Dataset >>
_____
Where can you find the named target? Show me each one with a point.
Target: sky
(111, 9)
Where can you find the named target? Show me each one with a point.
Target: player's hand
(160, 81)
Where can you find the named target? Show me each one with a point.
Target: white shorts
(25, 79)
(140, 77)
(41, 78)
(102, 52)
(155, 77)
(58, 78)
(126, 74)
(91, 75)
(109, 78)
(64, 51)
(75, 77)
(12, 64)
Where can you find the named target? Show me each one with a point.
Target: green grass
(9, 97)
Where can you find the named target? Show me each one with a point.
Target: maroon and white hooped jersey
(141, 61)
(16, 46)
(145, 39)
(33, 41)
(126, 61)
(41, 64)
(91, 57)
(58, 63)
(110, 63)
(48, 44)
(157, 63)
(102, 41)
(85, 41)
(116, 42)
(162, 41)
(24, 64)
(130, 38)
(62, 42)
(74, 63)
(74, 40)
_____
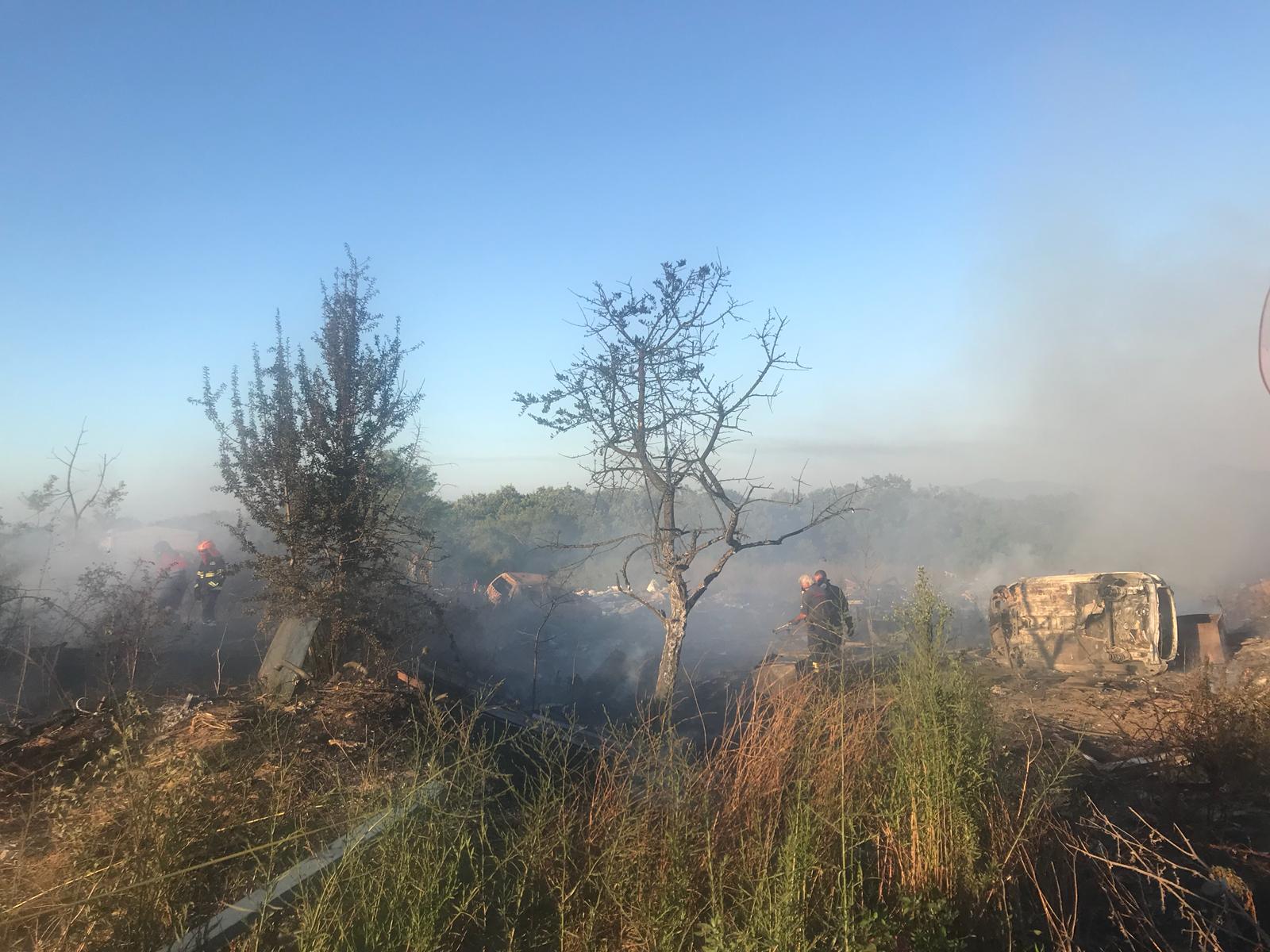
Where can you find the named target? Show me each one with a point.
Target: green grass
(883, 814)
_____
Problem description >> Report every line of the rows above that contains the word "white", copying each such line in full; case counts.

In response >>
Target: white shorts
Target: maroon and white hooped jersey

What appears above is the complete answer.